» **TASK TO COMPLETE**: Looking at the entries below, how many lines include the word "instance"? Answer with the number alone.
DATA: Begin
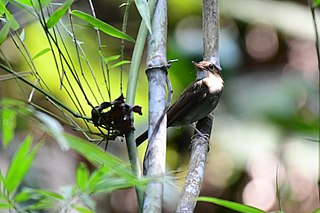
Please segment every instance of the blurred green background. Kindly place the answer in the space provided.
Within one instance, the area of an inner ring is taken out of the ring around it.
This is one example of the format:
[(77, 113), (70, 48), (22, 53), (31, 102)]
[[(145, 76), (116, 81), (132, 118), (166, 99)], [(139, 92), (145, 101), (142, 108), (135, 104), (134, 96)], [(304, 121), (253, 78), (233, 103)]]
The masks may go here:
[[(121, 29), (124, 12), (124, 7), (119, 7), (121, 3), (94, 1), (97, 17)], [(76, 1), (72, 8), (89, 12), (88, 3), (82, 0)], [(201, 195), (243, 202), (266, 211), (279, 210), (280, 199), (285, 212), (312, 212), (320, 207), (317, 189), (319, 71), (308, 5), (306, 1), (221, 0), (220, 9), (220, 54), (225, 89), (214, 112), (213, 137)], [(202, 60), (201, 1), (168, 1), (168, 10), (167, 58), (179, 60), (169, 70), (175, 100), (194, 80), (191, 61)], [(35, 55), (47, 45), (45, 36), (40, 26), (23, 12), (17, 10), (15, 14), (24, 24), (27, 48)], [(139, 24), (140, 16), (132, 4), (127, 33), (133, 38)], [(79, 25), (76, 34), (84, 42), (82, 47), (93, 69), (99, 70), (95, 32)], [(72, 47), (71, 39), (65, 36)], [(102, 39), (105, 55), (120, 53), (119, 40), (105, 35)], [(17, 70), (26, 69), (12, 41), (8, 39), (0, 48)], [(126, 43), (125, 59), (130, 60), (132, 51), (133, 44)], [(72, 54), (75, 58), (74, 52)], [(54, 63), (50, 57), (45, 54), (35, 62), (50, 89), (68, 104), (70, 100), (59, 91), (59, 82), (53, 80)], [(143, 116), (135, 116), (136, 135), (147, 127), (146, 57), (145, 53), (135, 101), (143, 111)], [(128, 66), (124, 68), (126, 93)], [(120, 95), (119, 73), (117, 69), (111, 70), (112, 99)], [(105, 91), (103, 84), (99, 81)], [(0, 91), (2, 98), (26, 99), (16, 81), (0, 82)], [(51, 108), (42, 96), (36, 98), (40, 105)], [(86, 107), (90, 111), (90, 107)], [(182, 185), (192, 129), (171, 128), (168, 135), (168, 173), (178, 171), (174, 174), (178, 177), (176, 183)], [(108, 149), (127, 159), (124, 143), (111, 143)], [(139, 147), (141, 158), (144, 149), (145, 145)], [(47, 178), (58, 175), (62, 176), (57, 178), (59, 183), (72, 181), (68, 176), (73, 172), (61, 168), (61, 161), (55, 159), (55, 155), (47, 160), (57, 170), (51, 170)], [(69, 161), (73, 162), (74, 158)], [(61, 170), (66, 171), (61, 173)], [(112, 212), (134, 212), (133, 198), (129, 195), (114, 193), (120, 201), (110, 198)], [(198, 203), (196, 212), (231, 211)]]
DATA: End
» **RESULT**: 2